--- START ---

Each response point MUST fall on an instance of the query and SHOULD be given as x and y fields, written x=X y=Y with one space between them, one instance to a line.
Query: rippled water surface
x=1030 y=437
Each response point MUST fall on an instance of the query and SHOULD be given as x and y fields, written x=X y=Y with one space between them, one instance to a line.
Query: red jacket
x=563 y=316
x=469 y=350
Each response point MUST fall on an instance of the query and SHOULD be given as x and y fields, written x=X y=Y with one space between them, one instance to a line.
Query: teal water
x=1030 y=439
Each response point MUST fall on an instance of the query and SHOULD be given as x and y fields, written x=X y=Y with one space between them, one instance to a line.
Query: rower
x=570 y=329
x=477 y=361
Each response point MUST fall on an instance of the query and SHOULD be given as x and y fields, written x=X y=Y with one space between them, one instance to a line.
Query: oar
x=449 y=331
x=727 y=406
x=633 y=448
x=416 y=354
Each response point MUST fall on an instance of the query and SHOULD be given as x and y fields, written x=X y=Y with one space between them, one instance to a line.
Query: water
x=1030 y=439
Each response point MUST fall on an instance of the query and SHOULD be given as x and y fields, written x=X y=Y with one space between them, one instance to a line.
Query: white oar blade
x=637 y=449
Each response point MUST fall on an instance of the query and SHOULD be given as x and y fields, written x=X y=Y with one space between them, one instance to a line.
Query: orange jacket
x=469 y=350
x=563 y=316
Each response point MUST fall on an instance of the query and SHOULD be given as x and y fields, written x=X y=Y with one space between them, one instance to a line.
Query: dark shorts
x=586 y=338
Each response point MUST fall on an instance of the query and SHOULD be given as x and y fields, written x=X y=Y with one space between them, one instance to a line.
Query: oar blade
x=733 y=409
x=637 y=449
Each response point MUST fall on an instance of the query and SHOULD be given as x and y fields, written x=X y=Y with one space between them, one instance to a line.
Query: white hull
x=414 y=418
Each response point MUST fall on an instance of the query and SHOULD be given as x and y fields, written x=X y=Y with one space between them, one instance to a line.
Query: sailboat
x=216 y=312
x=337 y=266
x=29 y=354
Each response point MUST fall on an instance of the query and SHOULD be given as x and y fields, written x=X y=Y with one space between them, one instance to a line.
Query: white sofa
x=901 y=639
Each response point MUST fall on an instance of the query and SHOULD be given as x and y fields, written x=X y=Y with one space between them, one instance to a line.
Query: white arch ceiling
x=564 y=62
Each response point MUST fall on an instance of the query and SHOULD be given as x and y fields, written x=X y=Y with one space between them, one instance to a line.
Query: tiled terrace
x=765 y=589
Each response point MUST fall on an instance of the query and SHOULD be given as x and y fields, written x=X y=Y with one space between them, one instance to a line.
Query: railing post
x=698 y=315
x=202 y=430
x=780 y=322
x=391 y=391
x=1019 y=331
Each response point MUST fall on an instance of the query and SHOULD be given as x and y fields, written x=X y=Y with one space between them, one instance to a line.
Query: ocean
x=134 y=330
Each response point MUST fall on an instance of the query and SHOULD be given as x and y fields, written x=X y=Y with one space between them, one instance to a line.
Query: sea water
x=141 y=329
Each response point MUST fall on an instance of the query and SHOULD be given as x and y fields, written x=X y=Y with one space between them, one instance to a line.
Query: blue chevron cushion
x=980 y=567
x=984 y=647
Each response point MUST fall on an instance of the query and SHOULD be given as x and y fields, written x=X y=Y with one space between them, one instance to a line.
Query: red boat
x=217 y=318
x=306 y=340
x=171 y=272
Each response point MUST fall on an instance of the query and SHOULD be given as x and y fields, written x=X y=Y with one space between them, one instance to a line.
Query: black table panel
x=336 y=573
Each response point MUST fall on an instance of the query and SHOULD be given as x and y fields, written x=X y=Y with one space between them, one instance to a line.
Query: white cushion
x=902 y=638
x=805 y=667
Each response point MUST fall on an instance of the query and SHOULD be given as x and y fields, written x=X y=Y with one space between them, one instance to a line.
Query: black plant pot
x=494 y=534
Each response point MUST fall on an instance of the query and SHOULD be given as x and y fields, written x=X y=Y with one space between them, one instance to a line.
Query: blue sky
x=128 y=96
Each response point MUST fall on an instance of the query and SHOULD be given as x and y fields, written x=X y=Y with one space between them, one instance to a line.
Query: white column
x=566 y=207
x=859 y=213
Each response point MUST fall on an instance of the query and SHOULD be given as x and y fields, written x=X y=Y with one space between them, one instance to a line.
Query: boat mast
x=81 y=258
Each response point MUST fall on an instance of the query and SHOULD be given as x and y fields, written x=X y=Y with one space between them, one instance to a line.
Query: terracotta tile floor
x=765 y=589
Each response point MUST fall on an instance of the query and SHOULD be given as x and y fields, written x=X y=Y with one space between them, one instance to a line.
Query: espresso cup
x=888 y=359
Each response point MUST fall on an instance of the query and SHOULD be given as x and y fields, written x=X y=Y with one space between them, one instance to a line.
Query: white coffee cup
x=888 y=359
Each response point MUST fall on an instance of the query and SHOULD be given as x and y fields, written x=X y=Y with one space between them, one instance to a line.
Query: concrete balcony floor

--- END ---

### Short task
Write out the full listing, keeping every line exactly as it is.

### Expected output
Each response point MUST fall on an instance of the query and SHOULD be given as x and y fields, written x=X y=Y with one space between them, one instance to a line.
Query: rippled water surface
x=1030 y=437
Each response point MUST fall on an instance of the query and SHOULD be given as x and y fields, written x=X y=Y with one space between them, one instance to a line.
Query: red jacket
x=563 y=316
x=469 y=350
Each response point MUST fall on an instance of the query and SHOULD be given as x and y fields, written x=X y=Y with one space between them, one instance to a line.
Query: teal water
x=1030 y=439
Each response point MUST fall on an instance of the query and SHOULD be given as x and y fields, written x=X y=Y with one space between them, one instance to a line.
Query: rower
x=570 y=329
x=477 y=361
Each response point MUST fall on an instance of the query and SHOULD be given as x and y fields, written x=X y=Y with one space between them, one instance to a line.
Query: oar
x=449 y=331
x=727 y=406
x=633 y=448
x=416 y=354
Each response point MUST fall on an instance of the query and SHOULD be given as x and y fields, written x=X y=Y with one space between them, one instance to a line.
Query: water
x=1030 y=439
Each response point MUST fall on an instance of the query and SHOULD be given as x and y fields, written x=X y=Y with one space between them, one instance to a line.
Query: white oar blade
x=637 y=449
Each response point MUST fall on an instance of the query and SHOULD be given as x and y fields, written x=X y=Y with one space between them, one instance to a line.
Query: orange jacket
x=469 y=350
x=563 y=316
Each response point MUST fall on an instance of the query and SHOULD be given as x and y fields, written x=X y=Y with one space between them, one instance to a line.
Query: dark shorts
x=586 y=338
Each response point MUST fall on an instance of the query and SHOULD be given as x and y fields, written x=X y=Y with one space between them, one instance to a line.
Query: oar blade
x=733 y=409
x=637 y=449
Each response point MUST fall on an instance of the query and SHOULD be given as x and y fields, written x=X y=Y with one space between them, one instance to a line.
Query: white hull
x=414 y=418
Each response point MUST fall on an instance of the query and SHOULD be given as x and y fields, written x=X y=Y with one space between them, one instance to a line.
Query: sailboat
x=216 y=312
x=337 y=266
x=29 y=354
Each response point MUST fall on an instance of the query and SHOULD be given as x and y fields, written x=X y=Y with one space between them, one instance to a line.
Query: white sofa
x=901 y=639
Each response point MUST fall on an instance of the query and SHOULD be given as x and y fields, written x=X y=Y with one space between them, one instance to a line.
Query: white arch ceiling
x=564 y=62
Each response point MUST fall on an instance of the query and SHOULD be given as x and y fields, written x=X y=Y with one space between them, one instance to a line.
Query: tiled terrace
x=765 y=589
Each response point MUST fall on an instance of the query and SHOULD be given as x and y fields, written x=X y=Y with one space between them, one instance to a line.
Query: railing post
x=698 y=315
x=202 y=430
x=780 y=322
x=391 y=391
x=1019 y=331
Each response point MUST fall on an instance of the query and SHOULD be given as x and y fields, written x=X y=Y with one space between them, one instance to a line.
Query: ocean
x=134 y=330
Each response point MUST fall on an instance of the query and SHOULD be given as x and y fields, written x=X y=Y with one space between them, one instance to a line.
Query: sea water
x=141 y=329
Each response point MUST fall on an instance of the query and SHOULD be given as x and y fields, written x=X y=Y with one space between them, one instance to a line.
Query: blue chevron cushion
x=980 y=567
x=984 y=647
Each response point MUST fall on an instance of the query and SHOULD be given as x and y fields, written x=X y=Y with one space between them, one instance to a line.
Query: red boat
x=217 y=318
x=306 y=340
x=171 y=272
Each response point MUST fall on an instance of the query and SHOULD be given as x and y fields, written x=X y=Y with one space between them, one instance to a line.
Query: black table panel
x=336 y=573
Each response point MUST fall on an instance of the query and SHOULD be given as x and y fields, written x=X y=Y with one space between them, one instance to a line.
Query: white cushion
x=902 y=638
x=805 y=667
Each response point MUST fall on an instance of the query and SHOULD be given as x and y fields, written x=X y=Y with one space between them, one instance to a line.
Query: black plant pot
x=494 y=534
Each response point MUST fall on an instance of the query and SHOULD be given as x and y fields, written x=X y=Y with one space between them, one instance to a line.
Query: blue sky
x=128 y=96
Each response point MUST fall on an instance of the query and SHOULD be given as x and y fields, written x=X y=Y with one space between them, one instance to a line.
Query: white column
x=566 y=207
x=859 y=213
Each response point MUST fall on an instance of the query and SHOULD be given as x and y fields, written x=X y=Y with one space between them, one instance to a line.
Query: boat mast
x=81 y=258
Each response point MUST fall on an instance of the query and SHOULD be given as x and y fields, written x=X y=Y with one space between them, one instance to a line.
Query: terracotta tile floor
x=765 y=589
Each response point MUST fall on an instance of the query and SHOULD be given as x and y fields, written x=X y=Y with one space between them, one instance to a line.
Query: espresso cup
x=888 y=359
Each response point MUST fall on an instance of the query and SHOULD be given as x and y fields, written x=X y=Y with one space between them, one instance to a line.
Query: white coffee cup
x=888 y=359
Each response point MUST fall on an instance of the query and SHOULD be given as x and y fields, written x=X y=Y with one space between them, one instance to a line.
Query: concrete balcony floor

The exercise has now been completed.